EXERCISE AIM:
Rewrite every line of the items below as a JSON list of strings, with one string per line and no blank lines. Leave the pictures out of the list.

Location identification items:
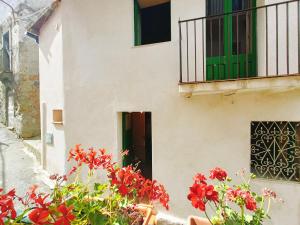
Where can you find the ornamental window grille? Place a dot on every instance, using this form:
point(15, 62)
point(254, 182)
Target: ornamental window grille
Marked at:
point(275, 150)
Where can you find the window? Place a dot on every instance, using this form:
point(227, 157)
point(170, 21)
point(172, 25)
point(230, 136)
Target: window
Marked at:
point(152, 21)
point(137, 138)
point(230, 39)
point(6, 52)
point(275, 150)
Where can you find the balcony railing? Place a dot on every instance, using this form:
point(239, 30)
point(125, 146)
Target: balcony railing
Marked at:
point(248, 42)
point(4, 61)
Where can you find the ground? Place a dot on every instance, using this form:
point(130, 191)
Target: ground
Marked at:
point(18, 169)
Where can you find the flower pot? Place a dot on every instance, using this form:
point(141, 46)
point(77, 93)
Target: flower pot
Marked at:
point(194, 220)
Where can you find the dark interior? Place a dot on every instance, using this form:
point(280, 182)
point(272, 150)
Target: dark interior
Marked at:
point(156, 24)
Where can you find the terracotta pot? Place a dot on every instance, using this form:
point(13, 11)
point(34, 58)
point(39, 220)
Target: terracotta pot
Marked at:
point(194, 220)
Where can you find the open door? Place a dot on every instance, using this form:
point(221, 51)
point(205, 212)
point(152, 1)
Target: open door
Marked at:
point(230, 39)
point(137, 138)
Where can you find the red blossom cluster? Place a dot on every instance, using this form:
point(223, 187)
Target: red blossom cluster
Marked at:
point(7, 209)
point(128, 181)
point(95, 159)
point(242, 198)
point(201, 192)
point(46, 212)
point(218, 173)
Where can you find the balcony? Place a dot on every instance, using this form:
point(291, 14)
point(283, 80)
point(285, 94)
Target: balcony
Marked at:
point(5, 71)
point(240, 47)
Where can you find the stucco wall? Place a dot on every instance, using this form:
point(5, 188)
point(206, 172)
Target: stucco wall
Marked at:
point(103, 74)
point(52, 92)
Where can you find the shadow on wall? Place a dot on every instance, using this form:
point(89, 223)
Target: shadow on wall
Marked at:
point(2, 160)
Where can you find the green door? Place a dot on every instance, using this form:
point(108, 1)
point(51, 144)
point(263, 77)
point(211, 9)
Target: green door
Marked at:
point(126, 137)
point(230, 40)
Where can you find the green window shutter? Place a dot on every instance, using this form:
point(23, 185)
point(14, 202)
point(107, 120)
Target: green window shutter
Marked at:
point(137, 24)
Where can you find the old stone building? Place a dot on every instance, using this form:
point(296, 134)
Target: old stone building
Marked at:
point(19, 70)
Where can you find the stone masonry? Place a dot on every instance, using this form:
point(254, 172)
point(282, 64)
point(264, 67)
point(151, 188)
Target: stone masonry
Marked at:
point(24, 83)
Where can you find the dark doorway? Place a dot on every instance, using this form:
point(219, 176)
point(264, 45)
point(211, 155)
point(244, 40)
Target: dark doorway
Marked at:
point(137, 138)
point(6, 52)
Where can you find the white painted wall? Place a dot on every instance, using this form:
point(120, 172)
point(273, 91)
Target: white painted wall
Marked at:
point(90, 68)
point(52, 92)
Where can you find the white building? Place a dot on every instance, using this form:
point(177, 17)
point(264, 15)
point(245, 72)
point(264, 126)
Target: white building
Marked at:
point(112, 68)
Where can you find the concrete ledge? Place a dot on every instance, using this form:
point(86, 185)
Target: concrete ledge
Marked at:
point(282, 83)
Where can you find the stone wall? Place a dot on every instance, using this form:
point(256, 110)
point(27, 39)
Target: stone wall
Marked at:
point(3, 114)
point(24, 84)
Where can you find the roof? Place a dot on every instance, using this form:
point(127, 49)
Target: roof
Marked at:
point(35, 27)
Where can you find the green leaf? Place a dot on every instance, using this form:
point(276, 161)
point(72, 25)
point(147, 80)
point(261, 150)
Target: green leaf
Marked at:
point(97, 219)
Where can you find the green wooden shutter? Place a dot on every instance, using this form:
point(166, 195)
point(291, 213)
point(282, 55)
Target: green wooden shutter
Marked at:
point(137, 24)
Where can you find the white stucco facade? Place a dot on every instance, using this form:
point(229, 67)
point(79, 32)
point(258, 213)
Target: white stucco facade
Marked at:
point(91, 70)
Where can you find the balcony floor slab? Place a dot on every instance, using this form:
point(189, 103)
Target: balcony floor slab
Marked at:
point(278, 83)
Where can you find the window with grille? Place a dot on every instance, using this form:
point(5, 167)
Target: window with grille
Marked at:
point(275, 150)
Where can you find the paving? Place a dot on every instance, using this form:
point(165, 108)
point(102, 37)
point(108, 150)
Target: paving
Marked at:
point(18, 168)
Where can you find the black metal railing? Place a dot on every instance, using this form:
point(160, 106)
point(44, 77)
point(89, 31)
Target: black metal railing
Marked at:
point(249, 42)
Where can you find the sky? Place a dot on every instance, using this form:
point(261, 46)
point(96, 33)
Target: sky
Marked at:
point(5, 10)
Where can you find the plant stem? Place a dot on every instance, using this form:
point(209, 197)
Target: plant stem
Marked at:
point(243, 218)
point(208, 217)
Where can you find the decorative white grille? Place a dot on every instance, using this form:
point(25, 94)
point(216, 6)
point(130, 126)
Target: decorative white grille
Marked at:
point(275, 150)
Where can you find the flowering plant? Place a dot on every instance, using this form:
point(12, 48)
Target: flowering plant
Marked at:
point(233, 205)
point(112, 201)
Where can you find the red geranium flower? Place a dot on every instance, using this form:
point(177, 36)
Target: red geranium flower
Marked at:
point(66, 215)
point(39, 216)
point(218, 173)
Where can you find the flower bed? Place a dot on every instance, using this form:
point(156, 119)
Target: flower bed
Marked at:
point(224, 200)
point(112, 202)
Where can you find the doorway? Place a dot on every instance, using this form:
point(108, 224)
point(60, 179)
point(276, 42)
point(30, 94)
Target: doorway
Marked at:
point(137, 138)
point(6, 52)
point(230, 39)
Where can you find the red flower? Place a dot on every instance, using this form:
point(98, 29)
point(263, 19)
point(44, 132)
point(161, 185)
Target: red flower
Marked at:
point(66, 215)
point(196, 196)
point(200, 178)
point(39, 216)
point(242, 197)
point(201, 193)
point(211, 194)
point(218, 173)
point(250, 203)
point(7, 208)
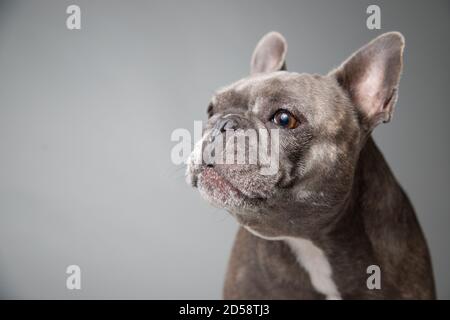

ANSWER TO THIS PROBLEM:
[
  "Where can you find the ornamental window grille? Place a dot on every instance, using this form:",
  "point(15, 62)",
  "point(254, 182)",
  "Target: ornamental window grille",
  "Marked at:",
  "point(275, 150)",
  "Where can you find the window? Place a dot on every instance, using this form:",
  "point(227, 157)",
  "point(170, 21)",
  "point(172, 25)",
  "point(230, 136)",
  "Target: window",
  "Marked at:",
  "point(152, 21)",
  "point(137, 138)",
  "point(230, 39)",
  "point(6, 52)",
  "point(275, 150)",
  "Where can you find the balcony railing? Place a dot on every instance, using this form:",
  "point(239, 30)",
  "point(125, 146)",
  "Target: balcony railing",
  "Marked at:",
  "point(248, 42)",
  "point(4, 61)",
  "Where can you find the ground? Place a dot on every instance, using this form:",
  "point(130, 191)",
  "Target: ground",
  "Marked at:",
  "point(18, 169)",
  "Where can you find the flower pot? Place a dot on every instance, using this form:",
  "point(141, 46)",
  "point(77, 93)",
  "Target: flower pot",
  "Marked at:",
  "point(194, 220)",
  "Where can you find the dark interior? Place a dot on every instance, using this form:",
  "point(280, 182)",
  "point(272, 150)",
  "Target: dark interior",
  "Marked at:",
  "point(156, 24)",
  "Where can you find the terracotta pot? Place a dot on every instance, using this form:",
  "point(13, 11)",
  "point(34, 58)",
  "point(39, 220)",
  "Target: terracotta pot",
  "Marked at:",
  "point(194, 220)",
  "Where can you find the open door? Place a dot on every instance, using this form:",
  "point(221, 51)",
  "point(205, 212)",
  "point(152, 1)",
  "Target: open door",
  "Marked at:",
  "point(230, 39)",
  "point(137, 138)",
  "Where can you find the red blossom cluster? Place a dot on every instance, using this form:",
  "point(223, 187)",
  "Target: red blossom cluster",
  "Marked at:",
  "point(7, 209)",
  "point(128, 181)",
  "point(95, 159)",
  "point(242, 198)",
  "point(201, 192)",
  "point(46, 212)",
  "point(218, 173)",
  "Where can you find the balcony? Place a dot on every instance, using this form:",
  "point(291, 14)",
  "point(283, 80)",
  "point(285, 94)",
  "Target: balcony",
  "Marked at:",
  "point(5, 71)",
  "point(240, 47)",
  "Where can you find the stucco wall? Place a dot on every instance, using this form:",
  "point(5, 188)",
  "point(206, 172)",
  "Target: stucco wall",
  "Marked at:",
  "point(103, 74)",
  "point(52, 92)",
  "Where can you find the shadow on wall? Place a dot on every instance, using this form:",
  "point(89, 223)",
  "Target: shadow on wall",
  "Marked at:",
  "point(2, 160)",
  "Where can you find the green door? Place a dot on every instance, using this form:",
  "point(108, 1)",
  "point(51, 144)",
  "point(263, 77)",
  "point(211, 9)",
  "Target: green door",
  "Marked at:",
  "point(126, 137)",
  "point(230, 40)",
  "Where can you find the green window shutter? Place a dot on every instance, using this form:",
  "point(23, 185)",
  "point(14, 202)",
  "point(107, 120)",
  "Target: green window shutter",
  "Marked at:",
  "point(137, 24)",
  "Where can you find the old stone building? Place a dot on every instance, using this form:",
  "point(296, 134)",
  "Target: old stone building",
  "Marked at:",
  "point(19, 70)",
  "Where can you find the stone masonry? Place a dot on every instance, using this form:",
  "point(254, 172)",
  "point(282, 64)",
  "point(264, 67)",
  "point(151, 188)",
  "Target: stone masonry",
  "Marked at:",
  "point(24, 83)",
  "Where can you find the dark doorway? Place a dot on every instance, using this form:",
  "point(219, 176)",
  "point(264, 45)",
  "point(211, 155)",
  "point(244, 40)",
  "Target: dark doorway",
  "Marked at:",
  "point(137, 138)",
  "point(6, 52)",
  "Where can you find the white painted wall? Place a dot on every instance, using this form:",
  "point(120, 172)",
  "point(273, 91)",
  "Target: white painted wall",
  "Marked at:",
  "point(90, 68)",
  "point(52, 92)",
  "Where can you find the white building? Place a dot on every instance, using this form:",
  "point(177, 17)",
  "point(264, 15)",
  "point(245, 72)",
  "point(264, 126)",
  "Target: white building",
  "Marked at:",
  "point(112, 68)",
  "Where can you find the concrete ledge? Place a dot on every instance, using this form:",
  "point(86, 185)",
  "Target: concrete ledge",
  "Marked at:",
  "point(282, 83)",
  "Where can you find the stone wall? Place a dot on every instance, using this form:",
  "point(256, 110)",
  "point(27, 39)",
  "Target: stone wall",
  "Marked at:",
  "point(3, 114)",
  "point(24, 84)",
  "Where can you find the roof? Place a dot on every instance, using this form:",
  "point(127, 49)",
  "Target: roof",
  "Marked at:",
  "point(35, 27)",
  "Where can you find the green leaf? Place a dot on every instance, using this form:",
  "point(276, 161)",
  "point(72, 25)",
  "point(147, 80)",
  "point(261, 150)",
  "Target: green leaf",
  "Marked at:",
  "point(97, 219)",
  "Where can you find the green wooden shutter? Place a dot on every instance, using this form:",
  "point(166, 195)",
  "point(291, 213)",
  "point(282, 55)",
  "Target: green wooden shutter",
  "Marked at:",
  "point(137, 24)",
  "Where can you find the white stucco facade? Place a dot on every instance, using this form:",
  "point(229, 67)",
  "point(79, 32)",
  "point(258, 213)",
  "Target: white stucco facade",
  "Marked at:",
  "point(91, 70)",
  "Where can you find the balcony floor slab? Place a dot on every instance, using this form:",
  "point(189, 103)",
  "Target: balcony floor slab",
  "Marked at:",
  "point(278, 83)",
  "Where can you find the window with grille? Place a dot on every instance, using this form:",
  "point(5, 167)",
  "Target: window with grille",
  "Marked at:",
  "point(275, 150)",
  "Where can you find the paving? Place a dot on every instance, using this form:",
  "point(165, 108)",
  "point(102, 37)",
  "point(108, 150)",
  "Target: paving",
  "Marked at:",
  "point(18, 168)",
  "Where can you find the black metal railing? Place a dot on every instance, using this form:",
  "point(160, 106)",
  "point(44, 77)",
  "point(89, 31)",
  "Target: black metal railing",
  "Marked at:",
  "point(249, 42)",
  "Where can you find the sky? Place a dot on every instance, using this form:",
  "point(261, 46)",
  "point(96, 33)",
  "Target: sky",
  "Marked at:",
  "point(5, 10)",
  "Where can you find the plant stem? Place a dot on every instance, using this form:",
  "point(209, 197)",
  "Target: plant stem",
  "Marked at:",
  "point(243, 218)",
  "point(208, 217)",
  "Where can you find the decorative white grille? Place a dot on every instance, using this form:",
  "point(25, 94)",
  "point(216, 6)",
  "point(130, 126)",
  "Target: decorative white grille",
  "Marked at:",
  "point(275, 150)",
  "Where can you find the flowering plant? Place a dot on every instance, using this form:",
  "point(12, 48)",
  "Target: flowering plant",
  "Marked at:",
  "point(233, 205)",
  "point(112, 201)",
  "Where can you find the red geranium flower? Place a dot on every instance, using this form:",
  "point(177, 36)",
  "Target: red geranium flower",
  "Marked at:",
  "point(66, 215)",
  "point(39, 216)",
  "point(218, 173)",
  "Where can you find the flower bed? Place a dot on every instance, using this form:",
  "point(156, 119)",
  "Target: flower bed",
  "Marked at:",
  "point(224, 200)",
  "point(112, 202)",
  "Where can you find the doorway? Place a dot on every instance, using this form:",
  "point(108, 224)",
  "point(60, 179)",
  "point(276, 42)",
  "point(30, 94)",
  "Target: doorway",
  "Marked at:",
  "point(137, 138)",
  "point(6, 52)",
  "point(230, 39)",
  "Where can you find the red flower? Place a dot on every instance, using this form:",
  "point(98, 29)",
  "point(263, 19)",
  "point(44, 132)",
  "point(161, 185)",
  "Target: red flower",
  "Marked at:",
  "point(66, 215)",
  "point(196, 196)",
  "point(200, 178)",
  "point(39, 216)",
  "point(242, 197)",
  "point(201, 193)",
  "point(211, 194)",
  "point(218, 173)",
  "point(250, 203)",
  "point(7, 208)"
]